▸ **問題の説明**:
秋の暮らしをつづった日記の文章について、最後の文のあとを引き取り、続きを書きなさい。
---- 本文抜粋
秋冷、10月末から一気に冷えてきて、毛布やストーブ、厚めのセーターを出したところ、また気温上がる。
寝床で読んでいる本は、長谷川郁夫『編集者 漱石』(新潮社)。本の神様には失礼なこと、眠り薬以外何ものでもない、数分で眠りにつく。栞を挟む間もないから同じ所を何度も読んで、しばらくして気づく。これも熟読。読み終わるのには数ヵ月かかろう。漱石を診断した精神科医・呉秀三の名が出てくる。入院患者の処遇改善に努めた人物。ちょうど新聞にこの人の生涯を追う記録映画が神戸でも公開予定と出ていた。
 1日から忙しい、当原稿10月分送信して、コープ宅配受け取って、外出。元町駅前で『ビッグイシュー』、高架下にできた古本屋さんに寄って、本屋さんで注文品と雑誌、スーパーで食料買って、ご飯の用意をして、図書館。
--------
---- 与えられた記録
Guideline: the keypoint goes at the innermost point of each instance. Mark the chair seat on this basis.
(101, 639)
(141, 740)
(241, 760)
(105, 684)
--------
▸ **解答**:
 3日京都に。連休、行楽日和ゆえ、阪急電車超満員を覚悟したが、思ったほどでもなく。大谷本廟お参りして、バスで京都大学前、構内通り抜けて知恩寺古本市、古本強者たちのジャマをせぬよう探す。戦前海文堂が出版した本を見つける。先月図書館で借りた本だが、これも縁、図書館本よりも状態良し。バスで岡崎公園、細見美術館《春画・妖怪画の世界》、国際日本文化研究センター所蔵の春画・妖怪画コレクション展示。中世から近世の日本美術、「わらい」と「こわい」がつながる。観賞者は圧倒的に女性グループ。カルチャーは女性の方が熱心。三月書房を覗いて、丸善。

4日、三宮生田新道で《青山大介鳥瞰図展》と下町レトロ《おかんアート展》コラボ、それから三宮周辺の古い写真展も同時開催。おかんアートは趣味の域を超えた工芸手芸品数々展示。レトロ山下隊長と久々に会えた。
 野崎歓『水の匂いがするようだ』(集英社)は井伏鱒二文芸評論。フランス文学者が井伏の多様な作品群にある抵抗の精神と、水・魚――生命のテーマを読み取る。「鱒」の字は魚を尊ぶと書くという指摘に納得。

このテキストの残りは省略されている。